■ WHAT YOU SHOULD DO
Two lines in the data below mark the range: the one with "ok so I need the boxes for every pike" and the one with "ok so I need the boxes for every fishing". Return both, along with every line between them, exactly.
::: DATA EXTRACT :::
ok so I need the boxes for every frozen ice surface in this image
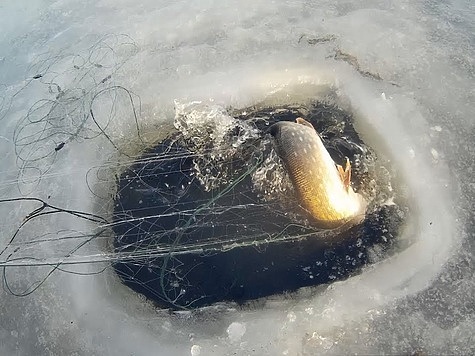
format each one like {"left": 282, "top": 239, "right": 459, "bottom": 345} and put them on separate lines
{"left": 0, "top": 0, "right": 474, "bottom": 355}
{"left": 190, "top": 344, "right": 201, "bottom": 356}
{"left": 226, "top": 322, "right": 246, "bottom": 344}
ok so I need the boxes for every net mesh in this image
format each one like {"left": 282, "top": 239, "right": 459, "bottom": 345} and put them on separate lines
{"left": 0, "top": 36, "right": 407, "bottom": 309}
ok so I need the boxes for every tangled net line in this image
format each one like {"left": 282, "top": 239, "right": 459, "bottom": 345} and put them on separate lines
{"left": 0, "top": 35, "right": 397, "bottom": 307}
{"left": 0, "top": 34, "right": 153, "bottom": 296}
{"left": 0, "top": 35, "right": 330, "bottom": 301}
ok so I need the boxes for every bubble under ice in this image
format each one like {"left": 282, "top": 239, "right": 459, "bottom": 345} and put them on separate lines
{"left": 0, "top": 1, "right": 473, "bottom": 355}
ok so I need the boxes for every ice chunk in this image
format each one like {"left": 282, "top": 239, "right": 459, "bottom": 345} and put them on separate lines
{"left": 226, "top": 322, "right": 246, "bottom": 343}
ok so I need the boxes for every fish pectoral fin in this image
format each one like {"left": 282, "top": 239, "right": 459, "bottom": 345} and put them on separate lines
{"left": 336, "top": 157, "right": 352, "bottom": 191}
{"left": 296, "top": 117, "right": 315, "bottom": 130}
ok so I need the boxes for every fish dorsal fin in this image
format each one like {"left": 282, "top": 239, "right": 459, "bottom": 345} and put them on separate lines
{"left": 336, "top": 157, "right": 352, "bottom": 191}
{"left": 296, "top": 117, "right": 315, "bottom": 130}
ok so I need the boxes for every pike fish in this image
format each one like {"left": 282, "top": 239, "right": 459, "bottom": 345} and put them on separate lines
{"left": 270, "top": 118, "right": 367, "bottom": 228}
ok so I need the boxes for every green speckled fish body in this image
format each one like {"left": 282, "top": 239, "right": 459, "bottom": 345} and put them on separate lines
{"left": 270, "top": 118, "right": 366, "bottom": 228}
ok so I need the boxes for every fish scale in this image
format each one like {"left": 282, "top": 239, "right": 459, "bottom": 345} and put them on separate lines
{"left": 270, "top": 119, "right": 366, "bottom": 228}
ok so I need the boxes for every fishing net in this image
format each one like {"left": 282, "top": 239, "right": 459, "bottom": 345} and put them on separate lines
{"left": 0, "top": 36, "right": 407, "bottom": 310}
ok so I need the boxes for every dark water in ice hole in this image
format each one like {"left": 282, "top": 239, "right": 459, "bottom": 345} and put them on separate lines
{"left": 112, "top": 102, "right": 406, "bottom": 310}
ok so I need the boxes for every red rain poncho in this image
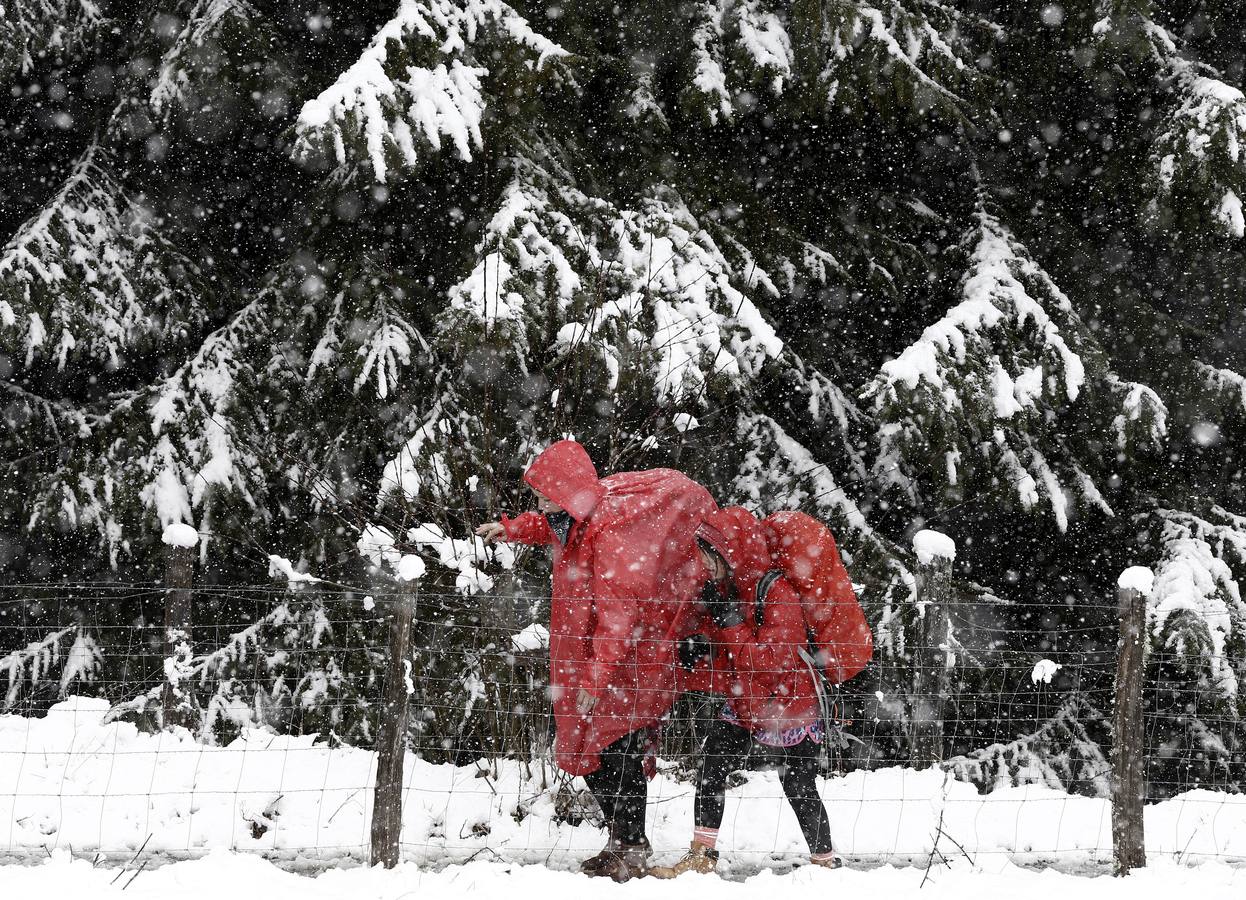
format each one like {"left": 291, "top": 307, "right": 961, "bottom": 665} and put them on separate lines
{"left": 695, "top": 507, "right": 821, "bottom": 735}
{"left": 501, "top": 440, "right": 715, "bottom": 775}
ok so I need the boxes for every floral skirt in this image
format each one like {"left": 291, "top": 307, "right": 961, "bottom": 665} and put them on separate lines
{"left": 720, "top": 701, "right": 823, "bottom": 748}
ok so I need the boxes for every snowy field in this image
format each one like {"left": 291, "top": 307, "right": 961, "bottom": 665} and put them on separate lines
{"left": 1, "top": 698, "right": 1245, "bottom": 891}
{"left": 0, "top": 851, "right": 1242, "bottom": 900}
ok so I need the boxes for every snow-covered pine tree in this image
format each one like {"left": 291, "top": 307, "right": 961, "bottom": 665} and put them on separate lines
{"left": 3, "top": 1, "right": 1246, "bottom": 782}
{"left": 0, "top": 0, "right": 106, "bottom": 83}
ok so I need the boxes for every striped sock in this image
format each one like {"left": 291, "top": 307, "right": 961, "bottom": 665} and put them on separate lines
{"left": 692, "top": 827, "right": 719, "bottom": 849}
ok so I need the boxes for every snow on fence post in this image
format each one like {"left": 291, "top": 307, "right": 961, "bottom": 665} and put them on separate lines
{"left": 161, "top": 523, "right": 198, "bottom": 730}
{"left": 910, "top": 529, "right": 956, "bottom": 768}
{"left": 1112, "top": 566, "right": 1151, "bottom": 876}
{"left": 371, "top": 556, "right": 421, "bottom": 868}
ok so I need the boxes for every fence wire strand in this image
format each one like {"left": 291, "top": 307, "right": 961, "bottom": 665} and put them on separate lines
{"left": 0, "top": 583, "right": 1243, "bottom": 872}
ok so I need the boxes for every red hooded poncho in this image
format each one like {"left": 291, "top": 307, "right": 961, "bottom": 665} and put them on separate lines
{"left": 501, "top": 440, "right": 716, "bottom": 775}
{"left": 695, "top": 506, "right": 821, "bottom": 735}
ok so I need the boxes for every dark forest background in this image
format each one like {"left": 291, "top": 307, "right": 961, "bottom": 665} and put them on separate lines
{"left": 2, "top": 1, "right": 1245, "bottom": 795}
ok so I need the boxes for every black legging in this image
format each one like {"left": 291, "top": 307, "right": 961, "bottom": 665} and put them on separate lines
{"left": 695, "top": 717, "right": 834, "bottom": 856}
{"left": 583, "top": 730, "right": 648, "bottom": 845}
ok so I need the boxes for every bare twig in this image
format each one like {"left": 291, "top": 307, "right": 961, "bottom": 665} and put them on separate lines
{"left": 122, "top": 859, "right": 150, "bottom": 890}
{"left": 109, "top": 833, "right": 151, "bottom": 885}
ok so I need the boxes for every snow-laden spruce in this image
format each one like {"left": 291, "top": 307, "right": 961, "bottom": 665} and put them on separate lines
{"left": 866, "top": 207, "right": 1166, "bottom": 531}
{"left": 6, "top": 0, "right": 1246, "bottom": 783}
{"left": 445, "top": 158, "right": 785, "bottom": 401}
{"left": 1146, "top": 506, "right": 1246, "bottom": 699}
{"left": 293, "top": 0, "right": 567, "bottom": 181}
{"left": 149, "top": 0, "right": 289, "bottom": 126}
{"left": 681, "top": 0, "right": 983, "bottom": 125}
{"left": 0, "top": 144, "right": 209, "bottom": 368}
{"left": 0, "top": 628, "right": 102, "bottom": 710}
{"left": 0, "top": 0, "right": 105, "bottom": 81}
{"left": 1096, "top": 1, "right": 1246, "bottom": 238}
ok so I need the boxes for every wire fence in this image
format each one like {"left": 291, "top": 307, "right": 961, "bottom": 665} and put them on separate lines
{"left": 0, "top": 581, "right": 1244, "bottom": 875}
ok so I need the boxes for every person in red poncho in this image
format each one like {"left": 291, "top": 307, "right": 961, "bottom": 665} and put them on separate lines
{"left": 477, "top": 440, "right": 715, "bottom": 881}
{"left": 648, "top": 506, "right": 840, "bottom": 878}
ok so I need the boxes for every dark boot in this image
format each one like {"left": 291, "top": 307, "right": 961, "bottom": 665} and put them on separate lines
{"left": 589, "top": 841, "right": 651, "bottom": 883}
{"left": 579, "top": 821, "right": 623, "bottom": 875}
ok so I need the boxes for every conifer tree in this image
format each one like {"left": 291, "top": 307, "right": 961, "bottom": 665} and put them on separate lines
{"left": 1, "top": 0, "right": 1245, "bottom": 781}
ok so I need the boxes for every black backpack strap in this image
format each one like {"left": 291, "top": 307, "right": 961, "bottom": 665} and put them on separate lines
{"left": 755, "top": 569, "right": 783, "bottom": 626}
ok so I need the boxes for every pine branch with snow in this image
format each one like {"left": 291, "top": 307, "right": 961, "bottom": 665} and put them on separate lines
:::
■ TASK ANSWER
ok so I need the boxes for every pike fish in this image
format each one like {"left": 282, "top": 239, "right": 459, "bottom": 345} and put them on separate lines
{"left": 270, "top": 118, "right": 367, "bottom": 228}
ok so I need the boxes for every green speckled fish body in this image
format each one like {"left": 282, "top": 239, "right": 459, "bottom": 345} and put them on separate lines
{"left": 270, "top": 118, "right": 366, "bottom": 228}
ok so I need the boxes for every fish scale in this image
format each one like {"left": 282, "top": 239, "right": 459, "bottom": 345} and put them on separate lines
{"left": 270, "top": 119, "right": 366, "bottom": 228}
ok so I need the boxes for every fishing net in this image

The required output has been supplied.